> [GIVEN EXERCISE A] In the James Joyce post, reproduce the passage starting at "James Joyce: ‘We" and ending at "Joyce first met.", substituting "the French capital" for every occurrence of "Paris".

> [EXTRACTED TEXT]
>> Start
James Joyce: ‘We must write dangerously’

June 16, 2012

On Bloomsday last year I wrote about Finnegans Wake, James Joyce’s last and least-read book. This year, being less blessed with free time, I’ll share some lines from Arthur Power’s book Conversations with James Joyce (Barnes & Noble, 1974), which I’ve been thumbing through again.

The first excerpt offers a glimpse of domestic life chez Joyce in Paris, where Power and Joyce first met.

Joyce, a restless man, was continually changing his abode, partly through circumstances no doubt, but also on account of his nature, and shortly afterwards he moved to a pleasant, airy apartment opposite the Eiffel Tower, where I used to visit him frequently.

I always took care not to call at his flat until the late afternoon, when he used to come into the room from his study wearing that short white working-coat of his, not unlike a dentist’s, and collapse into the armchair with his usual long, heart-felt sigh. As often as not Mrs Joyce would say to him,
—For God’s sake, Jim, take that coat off you!

But the only answer she got was his Gioconda smile, and he would gaze back humorously at me through his thick glasses.

Nora’s line always makes me laugh.

On Tumblr I posted a few thoughts from Joyce, courtesy of Arthur Power, on his efforts to convey Dublin through the texture of his words, and his belief in the primacy of emotion in art.

Here he elaborates on the latter idea in relation to Ulysses and writing in general:

Emotion has dictated the course and detail of my book, and in emotional writing one arrives at the unpredictable which can be of more value, since its sources are deeper, than the products of the intellectual method. In the intellectual method you plan everything beforehand. When you arrive at the description, say, of a house you try and remember that house exactly, which after all is journalism. But the emotionally creative writer refashions that house and creates a significant image in the only significant world, the world of our emotions. The more we are tied to fact and try to give a correct impression, the further we are from what is significant. In writing one must create an endlessly changing surface, dictated by the mood and current impulse in contrast to the fixed mood of the classical style. This is ‘Work in Progress’. The important thing is not what we write, but how we write, and in my opinion the modern writer must be an adventurer above all, willing to take every risk, and be prepared to founder in his effort if need be. In other words we must write dangerously: everything is inclined to flux and change nowadays and modern literature, to be valid, must express that flux. . . . A book, in my opinion, should not be planned out beforehand, but as one writes it will form itself, subject, as I say, to the constant emotional promptings of one’s personality.
>> End
> [ITEMS]
>> Start
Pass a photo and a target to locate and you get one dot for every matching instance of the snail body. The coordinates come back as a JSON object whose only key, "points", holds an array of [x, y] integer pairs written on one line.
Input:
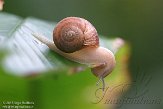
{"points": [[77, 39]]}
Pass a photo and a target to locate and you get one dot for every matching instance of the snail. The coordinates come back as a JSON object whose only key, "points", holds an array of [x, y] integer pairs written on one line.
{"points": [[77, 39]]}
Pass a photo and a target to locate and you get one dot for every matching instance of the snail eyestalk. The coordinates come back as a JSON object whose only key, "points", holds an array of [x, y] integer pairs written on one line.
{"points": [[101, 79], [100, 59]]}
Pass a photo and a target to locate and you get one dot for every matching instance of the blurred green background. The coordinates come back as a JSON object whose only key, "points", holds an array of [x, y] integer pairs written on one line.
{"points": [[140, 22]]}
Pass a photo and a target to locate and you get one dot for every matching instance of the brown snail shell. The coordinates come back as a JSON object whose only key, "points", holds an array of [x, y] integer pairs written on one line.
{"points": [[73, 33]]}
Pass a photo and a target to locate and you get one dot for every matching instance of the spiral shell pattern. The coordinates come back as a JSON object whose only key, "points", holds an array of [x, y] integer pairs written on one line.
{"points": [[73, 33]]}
>> End
>> Start
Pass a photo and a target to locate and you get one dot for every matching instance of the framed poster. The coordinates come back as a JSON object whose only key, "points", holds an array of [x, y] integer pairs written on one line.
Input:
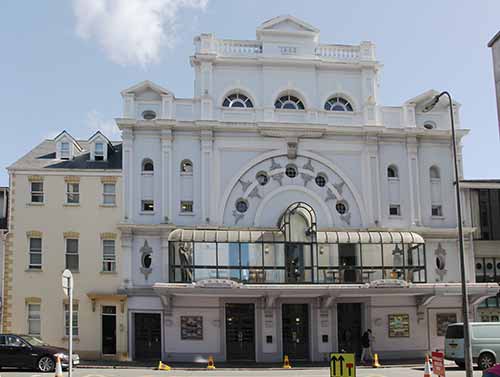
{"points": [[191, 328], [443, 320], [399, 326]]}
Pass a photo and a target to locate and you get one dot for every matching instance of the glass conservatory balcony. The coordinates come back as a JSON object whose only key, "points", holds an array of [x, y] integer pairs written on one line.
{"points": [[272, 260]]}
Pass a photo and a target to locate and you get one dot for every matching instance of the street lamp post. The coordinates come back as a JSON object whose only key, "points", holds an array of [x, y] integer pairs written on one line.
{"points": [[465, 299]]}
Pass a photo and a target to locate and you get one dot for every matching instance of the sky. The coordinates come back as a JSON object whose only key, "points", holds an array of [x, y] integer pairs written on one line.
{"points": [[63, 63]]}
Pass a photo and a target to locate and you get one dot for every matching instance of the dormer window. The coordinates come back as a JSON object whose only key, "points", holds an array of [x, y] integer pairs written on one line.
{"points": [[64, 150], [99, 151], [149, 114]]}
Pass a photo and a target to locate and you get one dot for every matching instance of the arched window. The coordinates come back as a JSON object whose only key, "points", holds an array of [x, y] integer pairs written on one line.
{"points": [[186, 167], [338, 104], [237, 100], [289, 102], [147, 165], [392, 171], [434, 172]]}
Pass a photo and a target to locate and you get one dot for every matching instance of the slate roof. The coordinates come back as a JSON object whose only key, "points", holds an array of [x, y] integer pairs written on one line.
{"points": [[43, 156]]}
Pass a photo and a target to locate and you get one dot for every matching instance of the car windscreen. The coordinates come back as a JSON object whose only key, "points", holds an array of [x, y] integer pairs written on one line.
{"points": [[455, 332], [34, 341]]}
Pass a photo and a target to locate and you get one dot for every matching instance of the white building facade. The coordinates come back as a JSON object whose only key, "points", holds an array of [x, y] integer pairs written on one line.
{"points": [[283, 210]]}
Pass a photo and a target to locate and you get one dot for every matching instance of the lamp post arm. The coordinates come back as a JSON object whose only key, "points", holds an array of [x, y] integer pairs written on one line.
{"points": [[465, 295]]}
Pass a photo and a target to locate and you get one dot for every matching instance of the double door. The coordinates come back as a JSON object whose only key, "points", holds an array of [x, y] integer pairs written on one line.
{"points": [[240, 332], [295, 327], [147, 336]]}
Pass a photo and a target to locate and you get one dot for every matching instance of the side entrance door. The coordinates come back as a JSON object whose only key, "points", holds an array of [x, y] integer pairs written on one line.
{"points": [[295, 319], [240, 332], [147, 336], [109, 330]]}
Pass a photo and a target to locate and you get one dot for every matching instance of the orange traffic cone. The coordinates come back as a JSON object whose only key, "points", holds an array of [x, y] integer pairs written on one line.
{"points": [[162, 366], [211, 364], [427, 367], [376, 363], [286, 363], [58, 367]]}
>> End
>> Start
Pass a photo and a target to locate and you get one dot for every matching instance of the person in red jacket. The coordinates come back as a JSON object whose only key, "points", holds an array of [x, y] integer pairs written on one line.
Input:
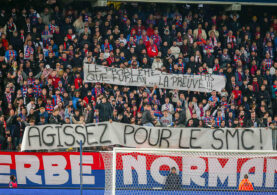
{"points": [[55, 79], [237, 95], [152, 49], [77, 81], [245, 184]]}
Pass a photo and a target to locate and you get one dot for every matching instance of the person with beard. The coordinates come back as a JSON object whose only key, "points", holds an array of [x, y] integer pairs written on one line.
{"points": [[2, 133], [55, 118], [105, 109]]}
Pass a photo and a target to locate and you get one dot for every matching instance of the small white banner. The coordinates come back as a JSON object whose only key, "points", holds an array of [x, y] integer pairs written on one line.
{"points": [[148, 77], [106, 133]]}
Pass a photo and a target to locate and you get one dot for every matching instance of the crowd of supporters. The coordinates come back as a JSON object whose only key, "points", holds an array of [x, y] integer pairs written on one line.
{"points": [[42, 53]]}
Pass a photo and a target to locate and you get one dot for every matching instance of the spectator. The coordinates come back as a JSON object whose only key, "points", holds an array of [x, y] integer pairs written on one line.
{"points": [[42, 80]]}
>> End
> [GIVEN EXERCISE B] Identify each line of the records that contains the string "snail" and copy those lines.

> [FULL SOLUTION A]
James Joyce: ‘We must write dangerously’

June 16, 2012

On Bloomsday last year I wrote about Finnegans Wake, James Joyce’s last and least-read book. This year, being less blessed with free time, I’ll share some lines from Arthur Power’s book Conversations with James Joyce (Barnes & Noble, 1974), which I’ve been thumbing through again.

The first excerpt offers a glimpse of domestic life chez Joyce in the French capital, where Power and Joyce first met.

> [FULL SOLUTION B]
Pass a photo and a target to locate and you get one dot for every matching instance of the snail body. The coordinates come back as a JSON object whose only key, "points", holds an array of [x, y] integer pairs written on one line.
Pass a photo and a target to locate and you get one dot for every matching instance of the snail. The coordinates come back as a JSON object whose only key, "points", holds an array of [x, y] integer pairs written on one line.
Pass a photo and a target to locate and you get one dot for every matching instance of the snail eyestalk. The coordinates come back as a JSON object whose only key, "points", holds an array of [x, y] integer pairs written on one line.
Pass a photo and a target to locate and you get one dot for every matching instance of the brown snail shell. The coordinates come back as a JSON object whose only key, "points", holds an array of [x, y] integer pairs written on one line.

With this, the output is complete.